Selected extract.
By contrast, without the tax increases advocated by the Obama administration, the numbers would look quite different. I would face a lower income tax rate, a lower Medicare tax rate, and no deduction phaseout or estate tax. Taking that writing assignment would yield my kids about $2,000. I would have twice the incentive to keep working.

In other words, Mankiw’s “family’s marginal tax rate” is still 80%, as compared to the 90% he quotes above.  (Thanks to Michele Zini for pointing this out.)  So when Mankiw asks, “Is it any wonder that I turn down most of the money-making opportunities I am offered?” one might respond by asking whether his incentives would really be much different under the Democrats’ tax plan.

Also, remember how Mankiw framed this whole exercise – as a case study into how one high-income earner – Mankiw himself – might respond to proposed changes in the tax structure.  Mankiw then argues that he would have “have twice the incentive to keep working” if we don’t adopt the Democrats’ tax proposals.  Is he really suggesting that his only incentive to work is money?  That he doesn’t derive any pleasure or gratification from his chosen field?  That he only performs tasks in exact proportion to the monetary reward they’ll yield?  If that’s true, it’s extraordinarily unfortunate for Mankiw.  But it isn’t true, of course.  Money is one reward for work, but it needn’t be the only one.

Now you might not care if I supply less of my services to the marketplace — although, because you are reading this article, you are one of my customers. But I bet there are some high-income taxpayers whose services you enjoy.

Maybe you are looking forward to a particular actor’s next movie or a particular novelist’s next book. Perhaps you wish that your favorite singer would have a concert near where you live. Or, someday, you may need treatment from a highly trained surgeon, or your child may need braces from the local orthodontist. Like me, these individuals respond to incentives. (Indeed, some studies report that high-income taxpayers are particularly responsive to taxes.) As they face higher tax rates, their services will be in shorter supply.

It’s certainly reasonable to point out that people respond to incentives.  I do wonder, though, whether the writing of good novels is much affected by the marginal tax rate.  As far as I can tell, good novels tend to be labors of love, borne of an intensely personal kind of work; it’s hard for me to imagine James Baldwin punching numbers into a calculator before deciding whether to write Another Country.

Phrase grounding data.
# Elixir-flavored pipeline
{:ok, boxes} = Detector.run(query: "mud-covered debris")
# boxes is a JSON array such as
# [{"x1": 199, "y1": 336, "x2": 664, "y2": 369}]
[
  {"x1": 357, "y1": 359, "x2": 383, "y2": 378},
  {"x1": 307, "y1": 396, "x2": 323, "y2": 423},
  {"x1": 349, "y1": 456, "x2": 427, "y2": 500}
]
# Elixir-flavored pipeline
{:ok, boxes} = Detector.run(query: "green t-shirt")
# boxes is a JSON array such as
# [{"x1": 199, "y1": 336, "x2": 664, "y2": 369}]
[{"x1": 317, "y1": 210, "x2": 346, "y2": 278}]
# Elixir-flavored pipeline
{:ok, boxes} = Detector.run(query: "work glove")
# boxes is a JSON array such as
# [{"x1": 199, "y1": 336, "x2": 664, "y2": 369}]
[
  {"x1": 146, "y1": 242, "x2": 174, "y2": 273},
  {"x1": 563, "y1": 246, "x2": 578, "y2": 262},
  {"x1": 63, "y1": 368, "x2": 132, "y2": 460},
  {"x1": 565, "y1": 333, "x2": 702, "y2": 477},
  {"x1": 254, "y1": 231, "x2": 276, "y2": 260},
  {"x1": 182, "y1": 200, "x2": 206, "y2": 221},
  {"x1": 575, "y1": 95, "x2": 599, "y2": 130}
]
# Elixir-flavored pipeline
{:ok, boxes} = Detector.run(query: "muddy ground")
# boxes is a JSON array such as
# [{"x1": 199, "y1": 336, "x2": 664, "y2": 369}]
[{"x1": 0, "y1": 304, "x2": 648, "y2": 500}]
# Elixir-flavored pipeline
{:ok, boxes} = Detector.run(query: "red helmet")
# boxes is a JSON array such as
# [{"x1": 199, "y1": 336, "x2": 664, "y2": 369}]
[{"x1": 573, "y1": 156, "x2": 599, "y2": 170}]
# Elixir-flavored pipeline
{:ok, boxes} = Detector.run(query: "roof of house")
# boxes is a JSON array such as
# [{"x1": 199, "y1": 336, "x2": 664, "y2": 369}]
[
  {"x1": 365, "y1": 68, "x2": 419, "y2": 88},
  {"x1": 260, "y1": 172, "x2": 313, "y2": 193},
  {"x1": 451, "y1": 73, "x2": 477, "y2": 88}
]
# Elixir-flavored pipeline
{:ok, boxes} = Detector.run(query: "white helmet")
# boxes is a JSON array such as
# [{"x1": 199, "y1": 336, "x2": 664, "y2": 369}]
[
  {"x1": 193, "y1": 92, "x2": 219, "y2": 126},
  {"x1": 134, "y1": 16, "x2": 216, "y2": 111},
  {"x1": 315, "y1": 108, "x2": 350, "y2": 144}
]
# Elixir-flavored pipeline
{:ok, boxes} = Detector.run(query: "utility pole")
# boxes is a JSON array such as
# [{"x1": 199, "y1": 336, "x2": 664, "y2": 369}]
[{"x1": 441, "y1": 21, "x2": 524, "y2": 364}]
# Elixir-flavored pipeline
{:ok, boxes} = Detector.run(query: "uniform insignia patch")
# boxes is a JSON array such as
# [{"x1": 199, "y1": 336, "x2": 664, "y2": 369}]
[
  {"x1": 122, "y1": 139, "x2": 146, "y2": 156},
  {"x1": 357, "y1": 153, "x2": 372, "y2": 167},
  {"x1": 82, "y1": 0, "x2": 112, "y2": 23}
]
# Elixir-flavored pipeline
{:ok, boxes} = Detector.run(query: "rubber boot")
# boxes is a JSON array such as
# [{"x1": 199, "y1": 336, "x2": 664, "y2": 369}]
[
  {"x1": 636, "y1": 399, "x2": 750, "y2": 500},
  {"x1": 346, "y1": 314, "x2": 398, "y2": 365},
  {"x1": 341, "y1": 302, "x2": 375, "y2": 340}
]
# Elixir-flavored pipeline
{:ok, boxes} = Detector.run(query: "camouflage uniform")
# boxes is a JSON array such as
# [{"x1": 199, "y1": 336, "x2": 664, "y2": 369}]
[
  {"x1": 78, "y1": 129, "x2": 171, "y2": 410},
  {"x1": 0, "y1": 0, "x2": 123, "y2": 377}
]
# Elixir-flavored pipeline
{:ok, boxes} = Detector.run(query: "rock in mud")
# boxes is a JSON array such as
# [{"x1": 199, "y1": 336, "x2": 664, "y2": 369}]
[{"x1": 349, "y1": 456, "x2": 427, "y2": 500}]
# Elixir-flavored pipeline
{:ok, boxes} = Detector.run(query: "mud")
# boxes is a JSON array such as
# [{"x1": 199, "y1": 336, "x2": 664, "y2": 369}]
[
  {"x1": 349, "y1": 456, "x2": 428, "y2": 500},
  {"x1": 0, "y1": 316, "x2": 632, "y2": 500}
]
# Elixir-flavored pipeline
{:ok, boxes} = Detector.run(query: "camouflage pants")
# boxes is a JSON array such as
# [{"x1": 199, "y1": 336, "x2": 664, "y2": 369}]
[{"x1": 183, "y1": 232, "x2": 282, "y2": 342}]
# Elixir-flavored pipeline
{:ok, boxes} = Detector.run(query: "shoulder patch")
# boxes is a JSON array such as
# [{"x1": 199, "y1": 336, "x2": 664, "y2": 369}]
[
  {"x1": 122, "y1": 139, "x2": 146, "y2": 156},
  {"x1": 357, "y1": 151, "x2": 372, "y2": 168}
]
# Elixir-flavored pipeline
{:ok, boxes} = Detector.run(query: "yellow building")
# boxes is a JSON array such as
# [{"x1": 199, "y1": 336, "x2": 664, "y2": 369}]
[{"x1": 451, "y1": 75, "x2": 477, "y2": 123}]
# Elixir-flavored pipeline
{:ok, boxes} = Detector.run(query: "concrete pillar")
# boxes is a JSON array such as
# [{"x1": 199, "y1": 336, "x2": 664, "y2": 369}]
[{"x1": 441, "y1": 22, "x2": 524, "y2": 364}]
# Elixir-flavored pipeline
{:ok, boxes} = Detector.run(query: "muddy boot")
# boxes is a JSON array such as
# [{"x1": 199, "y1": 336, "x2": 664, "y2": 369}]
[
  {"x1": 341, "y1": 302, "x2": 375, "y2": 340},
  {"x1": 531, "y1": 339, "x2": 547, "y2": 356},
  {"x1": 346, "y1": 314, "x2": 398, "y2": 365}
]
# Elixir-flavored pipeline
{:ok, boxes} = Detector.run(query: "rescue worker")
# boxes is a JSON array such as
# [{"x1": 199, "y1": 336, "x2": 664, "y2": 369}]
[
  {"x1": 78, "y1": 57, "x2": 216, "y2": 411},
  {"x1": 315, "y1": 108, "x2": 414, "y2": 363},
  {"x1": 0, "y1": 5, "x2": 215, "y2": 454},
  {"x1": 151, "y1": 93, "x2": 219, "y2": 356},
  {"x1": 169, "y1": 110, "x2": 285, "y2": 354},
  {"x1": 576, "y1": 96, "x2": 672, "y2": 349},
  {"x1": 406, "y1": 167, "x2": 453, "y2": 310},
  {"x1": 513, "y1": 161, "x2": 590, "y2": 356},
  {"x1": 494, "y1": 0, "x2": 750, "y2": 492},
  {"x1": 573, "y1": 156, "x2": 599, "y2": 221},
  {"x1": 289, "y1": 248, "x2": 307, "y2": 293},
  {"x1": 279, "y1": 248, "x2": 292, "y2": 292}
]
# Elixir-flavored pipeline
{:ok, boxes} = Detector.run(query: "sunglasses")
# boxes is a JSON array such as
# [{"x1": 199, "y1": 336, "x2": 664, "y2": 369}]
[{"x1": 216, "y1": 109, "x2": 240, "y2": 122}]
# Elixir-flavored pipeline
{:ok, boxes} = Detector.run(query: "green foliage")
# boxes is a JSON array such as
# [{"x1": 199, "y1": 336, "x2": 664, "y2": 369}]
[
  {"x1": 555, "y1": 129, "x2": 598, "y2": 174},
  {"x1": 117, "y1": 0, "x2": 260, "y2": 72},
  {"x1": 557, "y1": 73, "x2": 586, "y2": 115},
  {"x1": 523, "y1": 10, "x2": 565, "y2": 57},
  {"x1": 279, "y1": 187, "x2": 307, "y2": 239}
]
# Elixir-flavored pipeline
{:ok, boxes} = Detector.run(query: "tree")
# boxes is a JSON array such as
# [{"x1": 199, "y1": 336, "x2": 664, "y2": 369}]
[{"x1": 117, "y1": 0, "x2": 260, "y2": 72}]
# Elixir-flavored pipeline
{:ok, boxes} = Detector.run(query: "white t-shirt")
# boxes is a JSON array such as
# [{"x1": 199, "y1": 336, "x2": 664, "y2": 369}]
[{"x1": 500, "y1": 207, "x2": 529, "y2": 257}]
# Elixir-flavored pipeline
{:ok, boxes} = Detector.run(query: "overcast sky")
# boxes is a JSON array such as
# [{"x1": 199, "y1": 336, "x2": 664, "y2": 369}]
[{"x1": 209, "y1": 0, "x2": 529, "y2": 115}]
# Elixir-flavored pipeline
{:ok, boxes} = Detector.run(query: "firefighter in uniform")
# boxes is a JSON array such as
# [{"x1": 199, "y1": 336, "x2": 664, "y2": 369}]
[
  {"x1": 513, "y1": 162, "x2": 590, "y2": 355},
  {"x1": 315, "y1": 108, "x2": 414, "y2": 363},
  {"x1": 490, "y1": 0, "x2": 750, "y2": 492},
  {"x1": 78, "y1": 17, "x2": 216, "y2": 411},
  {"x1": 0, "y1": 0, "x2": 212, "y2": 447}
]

Questions.
1. In the commentary on Mankiw's tax argument, who is thanked for pointing out that the family's marginal tax rate is still 80%?
2. Reproduce word for word the part of the commentary on Mankiw's tax argument that opens with the words containing "By contrast, without" and closes with "to keep working.".
3. Resume the commentary on Mankiw's tax argument, picking up right after its final sentence.

Answers by item number.
1. Michele Zini

2.
By contrast, without the tax increases advocated by the Obama administration, the numbers would look quite different. I would face a lower income tax rate, a lower Medicare tax rate, and no deduction phaseout or estate tax. Taking that writing assignment would yield my kids about $2,000. I would have twice the incentive to keep working.

3.
Reasonable people can disagree about whether and how much the government should redistribute income. And, to be sure, the looming budget deficits require hard choices about spending and taxes. But don’t let anyone fool you into thinking that when the government taxes the rich, only the rich bear the burden.

An alternative: “Don’t let anyone fool you into thinking that when the government acts in solidarity with the poor, only the poor benefit.” (Thanks to Jesse Lava for this point.)

  • Eric

    Beeb –

    Like where your head's at, and your close analysis of the argument. I'd be very curious to hear the man himself in response-response.

    More generally speaking, I'm reminded of Robert Nozick's “Wilt Chamberlain Argument” in opposition to the graduated income tax, and then of GA Cohen's reply. Nozick notes – justifiably, I think – that money freely given by free citizens in exchange for the pleasure of watching Wilt Chamberlain play basketball should go to Wilt Chamberlain. Any less than this and – I'm paraphrasing too much – Chamberlain loses the incentive to do what he does.

    Fair enough on paper, Cohen replies, but anyone who believes that higher taxes would discourage Wilt Chamberlain from playing basketball “misunderstands human nature, or basketball, or both.”

    Glad to see your blog is still up and running, but my central criticism stands – it's ugly as hell.

  • Matt B.

    Touche – yeah, I have to learn how to do more than type at some point. Why isn’t it all on a silver platter for me?

    You’re totally right to call on the Chamberlain argument – way more elegant than my version. But for me, the interesting question is what Chamberlain should do with that money once it’s in his pocket. Seems to me that we want to create a culture in which Chamberlain feels solidarity with folks who are struggling and shares what he’s got.